### WHAT THE EXERCISE ASKS
Please copy out the material below, swapping every "instance" for "occurrence" and keeping everything else unchanged.
-------- RECORDED INFORMATION --------
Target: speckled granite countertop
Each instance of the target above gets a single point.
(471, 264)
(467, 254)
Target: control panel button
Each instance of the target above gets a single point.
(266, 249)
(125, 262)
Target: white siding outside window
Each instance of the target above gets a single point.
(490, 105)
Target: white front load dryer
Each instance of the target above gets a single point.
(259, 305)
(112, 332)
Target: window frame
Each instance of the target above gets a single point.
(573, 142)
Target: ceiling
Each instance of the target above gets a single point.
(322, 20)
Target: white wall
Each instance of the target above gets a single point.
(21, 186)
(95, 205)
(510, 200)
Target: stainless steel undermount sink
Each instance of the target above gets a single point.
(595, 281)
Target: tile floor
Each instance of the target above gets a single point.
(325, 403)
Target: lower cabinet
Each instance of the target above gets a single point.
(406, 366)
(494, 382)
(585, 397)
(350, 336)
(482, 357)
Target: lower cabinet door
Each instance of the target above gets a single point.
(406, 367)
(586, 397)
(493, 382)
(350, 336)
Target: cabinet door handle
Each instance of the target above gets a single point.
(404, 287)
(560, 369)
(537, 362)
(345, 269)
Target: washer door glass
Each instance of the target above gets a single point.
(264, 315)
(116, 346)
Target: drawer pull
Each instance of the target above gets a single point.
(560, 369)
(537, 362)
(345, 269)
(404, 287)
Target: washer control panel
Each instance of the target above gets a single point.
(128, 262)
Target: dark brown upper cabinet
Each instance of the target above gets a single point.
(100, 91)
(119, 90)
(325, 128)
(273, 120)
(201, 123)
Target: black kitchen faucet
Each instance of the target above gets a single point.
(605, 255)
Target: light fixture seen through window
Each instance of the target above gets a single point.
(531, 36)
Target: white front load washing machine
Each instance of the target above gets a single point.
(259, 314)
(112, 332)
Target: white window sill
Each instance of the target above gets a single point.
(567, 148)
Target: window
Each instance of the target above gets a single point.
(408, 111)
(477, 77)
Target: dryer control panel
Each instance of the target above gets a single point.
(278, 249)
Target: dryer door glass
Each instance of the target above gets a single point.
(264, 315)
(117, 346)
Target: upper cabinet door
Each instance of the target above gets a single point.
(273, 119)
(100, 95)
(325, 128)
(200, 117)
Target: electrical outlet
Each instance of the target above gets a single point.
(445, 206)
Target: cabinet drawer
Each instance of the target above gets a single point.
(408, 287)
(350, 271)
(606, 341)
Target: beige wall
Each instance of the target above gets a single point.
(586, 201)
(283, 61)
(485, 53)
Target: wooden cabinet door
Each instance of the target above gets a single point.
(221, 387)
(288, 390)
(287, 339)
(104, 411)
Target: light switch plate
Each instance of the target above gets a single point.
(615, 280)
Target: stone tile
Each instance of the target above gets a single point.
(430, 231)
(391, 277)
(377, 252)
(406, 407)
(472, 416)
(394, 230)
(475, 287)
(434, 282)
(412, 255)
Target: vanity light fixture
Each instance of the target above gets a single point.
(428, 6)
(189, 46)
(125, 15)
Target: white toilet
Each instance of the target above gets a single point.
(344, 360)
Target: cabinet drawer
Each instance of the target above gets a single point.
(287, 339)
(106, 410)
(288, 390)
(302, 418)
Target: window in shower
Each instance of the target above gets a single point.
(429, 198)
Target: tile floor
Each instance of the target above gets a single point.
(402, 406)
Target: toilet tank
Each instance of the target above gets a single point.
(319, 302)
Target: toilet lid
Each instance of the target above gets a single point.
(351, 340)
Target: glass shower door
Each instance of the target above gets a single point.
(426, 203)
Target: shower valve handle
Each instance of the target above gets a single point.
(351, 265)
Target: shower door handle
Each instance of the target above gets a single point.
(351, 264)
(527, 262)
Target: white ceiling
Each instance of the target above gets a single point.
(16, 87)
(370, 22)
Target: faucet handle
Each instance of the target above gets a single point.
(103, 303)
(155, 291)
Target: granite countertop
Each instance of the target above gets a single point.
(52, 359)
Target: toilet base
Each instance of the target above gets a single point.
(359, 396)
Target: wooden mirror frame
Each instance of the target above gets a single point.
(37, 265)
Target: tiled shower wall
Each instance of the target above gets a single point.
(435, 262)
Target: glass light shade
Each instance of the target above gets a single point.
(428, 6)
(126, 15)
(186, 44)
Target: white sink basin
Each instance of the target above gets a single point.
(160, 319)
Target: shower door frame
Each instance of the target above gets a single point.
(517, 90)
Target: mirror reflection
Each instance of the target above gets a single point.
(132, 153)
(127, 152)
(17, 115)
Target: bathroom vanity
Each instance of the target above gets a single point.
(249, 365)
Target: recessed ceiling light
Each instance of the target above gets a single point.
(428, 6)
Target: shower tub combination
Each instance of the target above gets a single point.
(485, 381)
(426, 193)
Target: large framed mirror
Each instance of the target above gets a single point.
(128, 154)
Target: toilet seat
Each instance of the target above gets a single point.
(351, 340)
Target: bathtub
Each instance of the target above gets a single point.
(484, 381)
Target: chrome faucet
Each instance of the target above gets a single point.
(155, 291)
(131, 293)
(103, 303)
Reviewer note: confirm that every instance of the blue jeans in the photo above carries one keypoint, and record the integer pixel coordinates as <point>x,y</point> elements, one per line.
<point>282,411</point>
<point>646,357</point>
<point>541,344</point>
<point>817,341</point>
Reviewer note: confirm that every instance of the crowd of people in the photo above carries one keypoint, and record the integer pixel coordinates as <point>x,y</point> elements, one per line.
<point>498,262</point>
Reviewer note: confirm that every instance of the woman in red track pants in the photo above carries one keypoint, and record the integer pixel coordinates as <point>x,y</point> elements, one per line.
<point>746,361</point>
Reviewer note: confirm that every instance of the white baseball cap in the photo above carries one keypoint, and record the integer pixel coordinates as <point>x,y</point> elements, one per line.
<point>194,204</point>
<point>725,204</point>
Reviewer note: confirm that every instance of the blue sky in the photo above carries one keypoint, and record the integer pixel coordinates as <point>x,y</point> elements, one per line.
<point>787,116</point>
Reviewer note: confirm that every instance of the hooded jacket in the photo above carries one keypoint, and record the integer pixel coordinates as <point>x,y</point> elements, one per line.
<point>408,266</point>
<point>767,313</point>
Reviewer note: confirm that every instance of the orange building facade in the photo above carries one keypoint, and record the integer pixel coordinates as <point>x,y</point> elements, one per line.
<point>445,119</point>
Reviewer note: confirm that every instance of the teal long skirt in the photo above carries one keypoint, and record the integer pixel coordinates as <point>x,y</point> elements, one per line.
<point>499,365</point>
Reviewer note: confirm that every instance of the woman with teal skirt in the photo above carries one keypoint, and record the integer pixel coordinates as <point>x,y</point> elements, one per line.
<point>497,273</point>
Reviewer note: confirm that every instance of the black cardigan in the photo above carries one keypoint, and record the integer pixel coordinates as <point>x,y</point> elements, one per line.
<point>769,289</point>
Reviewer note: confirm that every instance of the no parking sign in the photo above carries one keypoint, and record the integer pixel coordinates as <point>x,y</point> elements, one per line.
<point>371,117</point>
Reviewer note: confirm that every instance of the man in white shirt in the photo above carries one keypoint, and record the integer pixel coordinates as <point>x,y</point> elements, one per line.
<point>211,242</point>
--------
### SOLUTION TO THIS TASK
Target: speckled granite countertop
Each occurrence of the target above gets a single point.
(471, 264)
(467, 254)
Target: control panel button
Each occurrence of the target above gets a single point.
(266, 249)
(125, 262)
Target: white siding outside window
Each occurrence of the target above gets a single point.
(490, 105)
Target: white front load dryer
Each occurrence of the target above gets a single point.
(259, 305)
(112, 332)
Target: window frame
Each occurrence of the target above gets a single point.
(573, 142)
Target: ceiling
Each occurrence of the target above gets a single point.
(322, 20)
Target: white wall
Each occurrence of the target above gets a single point.
(21, 186)
(95, 205)
(510, 200)
Target: stainless steel undermount sink
Each occurrence of the target above gets a single point.
(595, 281)
Target: tile floor
Each occurrence of the target above gets a single point.
(325, 403)
Target: lower cabinet
Each occurrence of the target above gets a single point.
(406, 366)
(494, 382)
(585, 397)
(350, 336)
(482, 357)
Target: lower cabinet door
Each occurrence of the target above gets a single point.
(406, 367)
(586, 397)
(493, 382)
(350, 336)
Target: cabinet door handle
Each occurrence of the target above gets a single point.
(404, 287)
(560, 369)
(537, 362)
(345, 269)
Target: washer door glass
Each occurrence of the target above gets a single point.
(264, 315)
(116, 346)
Target: drawer pull
Each occurrence of the target above gets a single point.
(560, 369)
(537, 362)
(345, 269)
(404, 287)
Target: washer control panel
Each occurrence of the target above gets a single point.
(128, 262)
Target: dark brown upper cabinet
Each occurrence of the target above gets a single point.
(100, 91)
(119, 90)
(325, 128)
(273, 120)
(201, 123)
Target: black kitchen faucet
Each occurrence of the target above gets a single point.
(605, 255)
Target: light fixture seen through window
Each occurrence of the target above gets a single point.
(531, 36)
Target: white front load washing machine
Each occurrence of the target above gets a single point.
(259, 314)
(112, 332)
Target: white window sill
Each occurrence of the target above gets a single point.
(567, 148)
Target: window
Each occurrence of the target above gets a single point.
(408, 111)
(477, 77)
Target: dryer control panel
Each occurrence of the target above gets a single point.
(278, 249)
Target: dryer door glass
Each occurrence of the target above gets a single point.
(264, 315)
(117, 346)
Target: upper cabinet door
Each occurrence of the target above gets a single point.
(273, 119)
(100, 95)
(325, 128)
(200, 117)
Target: electrical outlet
Each occurrence of the target above gets a single point.
(445, 206)
Target: cabinet drawer
Each occurrence of the target above gets a single point.
(408, 287)
(350, 271)
(606, 341)
Target: beige wall
Each occurrence of the target above gets a single point.
(586, 201)
(283, 61)
(485, 53)
Target: wooden cabinet door
Each occurrence of the target above gets a single point.
(221, 387)
(288, 390)
(287, 339)
(104, 411)
Target: light switch plate
Each occurrence of the target above gets a single point.
(615, 280)
Target: stone tile
Each occurrence of the target above gets a single point.
(430, 231)
(391, 277)
(377, 252)
(406, 407)
(472, 416)
(394, 230)
(475, 287)
(434, 282)
(412, 255)
Target: vanity light fixture
Each occurrence of the target above gets a single point.
(428, 6)
(189, 46)
(125, 15)
Target: white toilet
Each occurrence of the target above gets a single point.
(344, 360)
Target: cabinet drawer
Each occurrence of the target above gets a single point.
(287, 339)
(106, 410)
(288, 390)
(302, 418)
Target: window in shower
Each occurrence of the target above gets a single point.
(429, 198)
Target: tile floor
Each occurrence of the target above gets a single point.
(402, 406)
Target: toilet tank
Each occurrence of the target above gets a single point.
(319, 302)
Target: toilet lid
Each occurrence of the target above gets a single point.
(351, 340)
Target: glass shower door
Each occurrence of the target above gets a single point.
(426, 203)
Target: shower valve handle
Each occurrence of the target above gets a single point.
(351, 265)
Target: shower door handle
Each occurrence of the target above gets a single point.
(351, 264)
(527, 262)
Target: white ceiling
Each occurrence of the target above gets a single point.
(16, 87)
(370, 22)
Target: faucet handle
Each occurrence of the target above gets a single point.
(103, 303)
(155, 291)
Target: granite countertop
Each occurrence of the target above gets a single point.
(52, 359)
Target: toilet base
Each occurrence of the target above gets a single point.
(359, 396)
Target: wooden mirror frame
Each occurrence of the target above gets a single point.
(37, 265)
Target: tiled shower wall
Each occurrence of the target above gets a single point.
(435, 262)
Target: glass light shade
Each occurrence of the target above gets a single point.
(428, 6)
(126, 15)
(186, 44)
Target: white sink basin
Each occurrence of the target above gets a single point.
(160, 319)
Target: shower door frame
Each occurrence of the target above gets a single point.
(517, 90)
Target: mirror reflection
Each occurrence of the target above gets a single point.
(132, 153)
(127, 152)
(17, 115)
Target: bathroom vanity
Each occurrence of the target above gets a single point.
(249, 365)
Target: recessed ceiling light
Each occurrence of the target above gets a single point.
(428, 6)
Target: shower tub combination
Each occurrence of the target above gets a single point.
(485, 381)
(426, 193)
Target: large framed mirror
Each occurrence of the target above gets a single point.
(128, 154)
Target: toilet seat
Each occurrence of the target above gets a single point.
(351, 340)
Target: bathtub
Each occurrence of the target above gets a single point.
(484, 381)
Target: chrome faucet
Each occurrence of the target above gets a single point.
(155, 291)
(131, 293)
(103, 303)
Reviewer note: confirm that every occurrence of the blue jeans in the photo above carries one keypoint, and record the integer pixel coordinates as <point>x,y</point> elements, one per line.
<point>282,411</point>
<point>646,357</point>
<point>541,344</point>
<point>817,341</point>
Reviewer note: confirm that every occurrence of the crowd of people in the photo above carries one keypoint, and record the integer pixel coordinates as <point>x,y</point> elements, one per line.
<point>498,262</point>
Reviewer note: confirm that every occurrence of the woman in red track pants in the photo above carries one keypoint, and record the integer pixel coordinates as <point>x,y</point> elements, one per line.
<point>746,361</point>
Reviewer note: confirm that every occurrence of the white baseball cap in the photo above carries one keypoint, and record the integer pixel coordinates as <point>x,y</point> elements, one per line.
<point>194,204</point>
<point>725,204</point>
Reviewer note: confirm that every occurrence of the blue sky in the photo above carries one keypoint, and record the integer pixel coordinates as <point>x,y</point> elements, one per line.
<point>787,116</point>
Reviewer note: confirm that every occurrence of the hooded jacket in the photo above carries one keypoint, and record the integer pixel coordinates as <point>x,y</point> elements, one per line.
<point>408,266</point>
<point>767,313</point>
Reviewer note: confirm that every occurrence of the orange building facade in the photo above carries one keypoint, and record the integer pixel coordinates as <point>x,y</point> elements, one per line.
<point>445,119</point>
Reviewer note: confirm that every occurrence of the teal long skirt in the photo above carries one keypoint, and record the integer pixel coordinates as <point>x,y</point> elements, one per line.
<point>499,365</point>
Reviewer note: confirm that every occurrence of the woman with teal skirt in the photo above carries one keypoint, and record the integer pixel coordinates as <point>x,y</point> elements, one per line.
<point>497,273</point>
Reviewer note: confirm that every occurrence of the black cardigan in the photo above carries one keypoint, and record the integer pixel coordinates as <point>x,y</point> elements, one per line.
<point>769,289</point>
Reviewer note: confirm that every occurrence of the no parking sign in the photo above carries one keypoint, and record the integer pixel coordinates as <point>x,y</point> elements, one per line.
<point>371,117</point>
Reviewer note: confirm that every occurrence of the man in white shirt in the photo above carries one keypoint, and record the integer pixel coordinates as <point>x,y</point> elements, one per line.
<point>211,242</point>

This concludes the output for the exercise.